## SOLICITAÇÃO 1
Responda com base no texto sobre o Little Club:
(a) Qual é o nome da boate que ainda está no Beco?
(b) Quantas pessoas lotavam a casa?
(c) Em quanto tempo Elis passou a ser requisitada para shows em todo o Brasil?
## SOLICITAÇÃO 2
Resuma em duas frases o texto sobre o Little Club.
## SOLICITAÇÃO 3
Duplique sem alterações a parte do texto sobre o Little Club que começa em "Como era possível" e segue até "todo mundo louco.".

## TRECHO DA FONTE

════════════════

Por Luiz Carlos Miele
Voltei ao Beco vinte anos depois. A boate, o Little Club, ainda está lá. Fui à tarde, a casa vazia, não tenho vontade de voltar lá à noite, não sei como os fantasmas queridos vão me receber. O mesmo palquinho ainda está lá também.
Como era possível que ali coubessem piano, baixo, bateria, Elis, Gaguinho e Marly Tavares? Ao mesmo tempo. Pois cabiam, cantavam e dançavam para as 40 pessoas que lotavam a casa. Um orgulho para os artistas e produtores, todos em início de carreira.
Mas o sucesso de Elis foi vertiginoso. Em poucas semanas, ela passou a ser requisitada para shows em todo o Brasil. Não havia como segurá-la, e ela passou a faltar sempre nos fins de semana, deixando todo mundo louco.

════════════════

## LINHAS DE DADOS
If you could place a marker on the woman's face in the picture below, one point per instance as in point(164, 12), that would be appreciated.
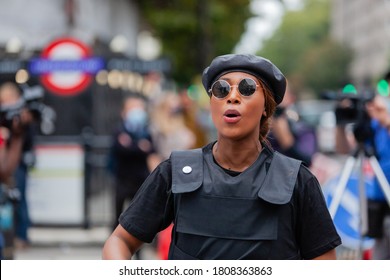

════════════════

## RESOLUÇÃO DO PROBLEMA 1
(a) Little Club.
(b) 40 pessoas.
(c) Em poucas semanas.

## RESOLUÇÃO DO PROBLEMA 2
O texto relata uma volta ao Beco vinte anos depois, onde a boate Little Club e seu palquinho ainda estão, e lembra que ali cabiam ao mesmo tempo piano, baixo, bateria, Elis, Gaguinho e Marly Tavares, que se apresentavam para as 40 pessoas que lotavam a casa. Conta ainda que o sucesso de Elis foi vertiginoso: em poucas semanas ela passou a ser requisitada para shows em todo o Brasil e começou a faltar sempre nos fins de semana.

## RESOLUÇÃO DO PROBLEMA 3
Como era possível que ali coubessem piano, baixo, bateria, Elis, Gaguinho e Marly Tavares? Ao mesmo tempo. Pois cabiam, cantavam e dançavam para as 40 pessoas que lotavam a casa. Um orgulho para os artistas e produtores, todos em início de carreira.
Mas o sucesso de Elis foi vertiginoso. Em poucas semanas, ela passou a ser requisitada para shows em todo o Brasil. Não havia como segurá-la, e ela passou a faltar sempre nos fins de semana, deixando todo mundo louco.